* [TESTO ESTRATTO]
********
15.1. Si è detto che gli importi della componente lavori non erano indicati, ma rimessi alla elaborazione delle offerte da parte dei concorrenti.

Nemmeno le categorie di opere di riferimento (secondo la prospettazione di Maquet: OG1, OS3, OS28 e OS30) erano espressamente indicate.

Soprattutto, nessuna disposizione normativa prevede che, ai fini della determinazione del valore dei lavori rilevante per il regime di qualificazione, gli importi delle singole categorie debbano essere sommati tra loro, ed anzi, dall’art. 40, comma 2, del d.lgs. 163/2006, che demanda al regolamento la disciplina del sistema di qualificazione, unico per tutti gli esecutori dei lavori pubblici di importo superiore a 150.000 euro, “articolato in rapporto alle tipologie e all'importo dei lavori stessi”, sembra potersi desumere il contrario.

Pertanto, deve escludersi la sommatoria degli importi dei lavori afferenti a diverse categorie, ai fini della insorgenza dell'obbligo di qualificazione, dovendosi invece attribuirsi rilievo alle singole categorie di lavorazioni, per le quali, appunto, la normativa prevede una autonoma e separata attestazione.

Ciò, in ragione degli importi offerti da Trumpf, conduce a ritenere non applicabile l’art. 40, cit.

15.2. Trovava dunque applicazione la disciplina dettata dall’art. 90 del d.P.R. 207/2010, con conseguente necessità di dimostrare l’avvenuta esecuzione di lavori per un importo pari ad euro 289.826,95 euro (valore dell’offerta Trumpf per i lavori).
********
* [RECORD]

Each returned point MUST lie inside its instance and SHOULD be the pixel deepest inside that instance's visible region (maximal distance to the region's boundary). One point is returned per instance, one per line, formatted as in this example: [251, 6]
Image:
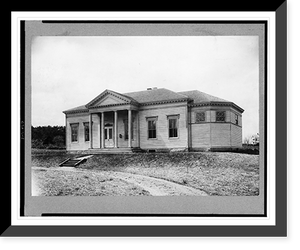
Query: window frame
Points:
[223, 112]
[236, 118]
[176, 118]
[198, 113]
[126, 129]
[152, 119]
[73, 125]
[86, 125]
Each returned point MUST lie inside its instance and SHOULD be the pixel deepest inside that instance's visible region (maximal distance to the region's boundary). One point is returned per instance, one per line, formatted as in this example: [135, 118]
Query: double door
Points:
[108, 137]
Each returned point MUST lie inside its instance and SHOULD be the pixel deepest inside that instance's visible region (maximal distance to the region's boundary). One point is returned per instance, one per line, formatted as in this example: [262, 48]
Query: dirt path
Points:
[155, 186]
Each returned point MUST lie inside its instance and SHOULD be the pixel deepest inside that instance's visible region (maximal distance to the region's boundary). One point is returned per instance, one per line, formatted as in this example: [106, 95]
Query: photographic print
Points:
[145, 115]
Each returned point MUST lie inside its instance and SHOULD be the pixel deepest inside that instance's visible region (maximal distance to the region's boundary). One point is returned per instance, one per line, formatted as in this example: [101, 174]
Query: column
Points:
[129, 128]
[116, 129]
[99, 129]
[137, 128]
[102, 129]
[91, 131]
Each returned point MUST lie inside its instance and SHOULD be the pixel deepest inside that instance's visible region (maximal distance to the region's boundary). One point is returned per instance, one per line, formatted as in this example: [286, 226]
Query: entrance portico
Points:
[115, 129]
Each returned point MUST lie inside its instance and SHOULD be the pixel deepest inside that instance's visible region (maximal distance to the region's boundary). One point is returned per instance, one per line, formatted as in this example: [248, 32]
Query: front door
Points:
[109, 142]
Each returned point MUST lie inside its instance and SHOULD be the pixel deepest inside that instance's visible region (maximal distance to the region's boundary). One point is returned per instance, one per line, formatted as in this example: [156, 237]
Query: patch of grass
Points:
[217, 173]
[62, 183]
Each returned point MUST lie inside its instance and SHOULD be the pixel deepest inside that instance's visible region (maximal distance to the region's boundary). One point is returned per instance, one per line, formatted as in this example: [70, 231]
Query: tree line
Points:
[48, 137]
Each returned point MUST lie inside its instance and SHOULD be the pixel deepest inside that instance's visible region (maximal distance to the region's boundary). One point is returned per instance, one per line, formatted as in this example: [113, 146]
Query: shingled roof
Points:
[198, 96]
[155, 95]
[162, 95]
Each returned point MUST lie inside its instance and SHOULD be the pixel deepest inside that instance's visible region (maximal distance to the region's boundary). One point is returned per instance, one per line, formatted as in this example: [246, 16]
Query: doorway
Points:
[108, 135]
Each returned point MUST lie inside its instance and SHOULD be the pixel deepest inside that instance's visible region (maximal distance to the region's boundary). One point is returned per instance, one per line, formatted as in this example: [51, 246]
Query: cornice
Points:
[228, 104]
[164, 102]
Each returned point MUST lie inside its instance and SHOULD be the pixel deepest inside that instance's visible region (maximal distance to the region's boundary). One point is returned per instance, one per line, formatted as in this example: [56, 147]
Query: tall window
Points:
[74, 132]
[126, 129]
[220, 116]
[200, 117]
[173, 127]
[86, 131]
[236, 119]
[151, 128]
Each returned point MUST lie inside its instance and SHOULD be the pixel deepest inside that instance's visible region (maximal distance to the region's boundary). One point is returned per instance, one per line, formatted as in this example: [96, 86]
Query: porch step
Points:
[71, 162]
[110, 151]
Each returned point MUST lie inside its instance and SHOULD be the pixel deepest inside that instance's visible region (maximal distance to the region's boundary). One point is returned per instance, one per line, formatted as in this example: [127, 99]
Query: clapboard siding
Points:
[236, 136]
[80, 144]
[162, 133]
[206, 134]
[220, 134]
[200, 135]
[122, 116]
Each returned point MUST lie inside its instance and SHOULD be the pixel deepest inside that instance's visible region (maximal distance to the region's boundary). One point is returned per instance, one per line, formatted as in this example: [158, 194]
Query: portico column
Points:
[129, 128]
[102, 129]
[116, 129]
[91, 131]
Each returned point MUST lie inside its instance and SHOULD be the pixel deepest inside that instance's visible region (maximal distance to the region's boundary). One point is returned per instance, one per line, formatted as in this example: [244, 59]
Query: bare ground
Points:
[103, 183]
[215, 173]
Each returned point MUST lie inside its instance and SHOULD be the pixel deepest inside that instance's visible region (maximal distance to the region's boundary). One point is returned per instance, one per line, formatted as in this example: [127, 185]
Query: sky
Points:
[69, 71]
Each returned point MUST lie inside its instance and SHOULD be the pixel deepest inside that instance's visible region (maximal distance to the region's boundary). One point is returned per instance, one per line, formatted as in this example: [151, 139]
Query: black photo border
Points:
[280, 230]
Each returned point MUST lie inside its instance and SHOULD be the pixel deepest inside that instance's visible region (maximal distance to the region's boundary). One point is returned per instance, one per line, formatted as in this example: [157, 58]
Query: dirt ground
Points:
[207, 173]
[71, 181]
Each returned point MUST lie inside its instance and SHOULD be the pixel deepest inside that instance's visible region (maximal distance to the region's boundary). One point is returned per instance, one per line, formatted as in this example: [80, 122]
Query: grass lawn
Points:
[216, 173]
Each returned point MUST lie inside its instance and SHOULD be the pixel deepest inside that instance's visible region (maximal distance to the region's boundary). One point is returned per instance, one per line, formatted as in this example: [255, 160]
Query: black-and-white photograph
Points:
[145, 115]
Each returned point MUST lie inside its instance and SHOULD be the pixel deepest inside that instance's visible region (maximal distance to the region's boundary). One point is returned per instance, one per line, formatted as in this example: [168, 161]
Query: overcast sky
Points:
[69, 71]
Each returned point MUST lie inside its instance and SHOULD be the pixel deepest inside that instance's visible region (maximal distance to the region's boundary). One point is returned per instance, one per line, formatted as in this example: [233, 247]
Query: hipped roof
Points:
[161, 95]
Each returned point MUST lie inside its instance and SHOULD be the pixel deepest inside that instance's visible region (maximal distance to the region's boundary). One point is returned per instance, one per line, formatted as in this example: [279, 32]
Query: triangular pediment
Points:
[108, 98]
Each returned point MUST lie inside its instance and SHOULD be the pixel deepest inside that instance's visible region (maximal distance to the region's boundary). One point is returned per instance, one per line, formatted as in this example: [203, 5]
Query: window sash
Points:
[173, 127]
[200, 117]
[220, 116]
[151, 129]
[236, 119]
[74, 132]
[126, 129]
[86, 131]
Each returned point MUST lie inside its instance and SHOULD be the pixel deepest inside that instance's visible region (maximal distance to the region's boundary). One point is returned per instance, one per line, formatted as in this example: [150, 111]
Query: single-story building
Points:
[156, 119]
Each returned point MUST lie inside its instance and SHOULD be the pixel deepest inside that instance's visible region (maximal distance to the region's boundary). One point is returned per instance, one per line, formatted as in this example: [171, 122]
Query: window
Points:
[86, 131]
[200, 117]
[74, 132]
[173, 126]
[152, 129]
[236, 119]
[220, 116]
[126, 129]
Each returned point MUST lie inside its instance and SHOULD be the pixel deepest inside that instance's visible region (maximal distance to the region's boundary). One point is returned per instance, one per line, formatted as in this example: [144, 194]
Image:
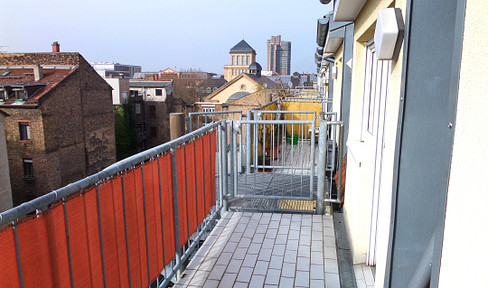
********
* [ISTRUZIONI ESERCIZIO]
• a. Nel testo estratto sulla qualificazione per i lavori pubblici, quali categorie di opere di riferimento indicava Maquet?
• b. Riprendi il testo estratto sulla qualificazione per i lavori pubblici e prosegui dopo la sua ultima frase.

* [RISPOSTE]
• a. OG1, OS3, OS28 e OS30.

• b.
15.3. Nella memoria depositata in primo grado da Trumpf, riguardo ai due interventi dichiarati in gara per la componente lavori, sono stati indicate, riassuntivamente, le tipologie di lavori eseguiti, e sono state richiamate le fatture (allegate, insieme a certificati di collaudo ed altra documentazione probatoria dell’avvenuta esecuzione dell’appalto).

Si tratta:

- dell’appalto “Fornitura chiavi in mano di n. 2 sale operatorie per ginecologia ostetricia nuovo padiglione Jona-Ospedale SS. Giovanni e Paolo di Venezia”, affidato nel 2014 dalla AULSS n. 12 Veneziana, riguardo al quale Trumpf aveva precisato (e ribadisce in appello) che l’ordine di fornitura prevedeva “opere di prefabbricazione, impianti meccanici, impianti elettrici, attrezzature fisse, predisposizione integrazione di sala e comprensiva di costi”;

- dell’appalto “Spese incrementative beni di terzi fornitura e istallazione elementi prefabbricati e componenti per le sale operatorie comprensivi di oneri per la sicurezza”, affidato dalla A.O. Città della Salute e della Scienza Torino nel 2013, riguardo al quale Trumpf aveva precisato (e ribadisce in appello) che dalle fatture emerge che ha provveduto, tra l’altro, “ai cablaggi elettrici, ai completamenti impiantistici completi di gruppi prese gas ed elettriche”.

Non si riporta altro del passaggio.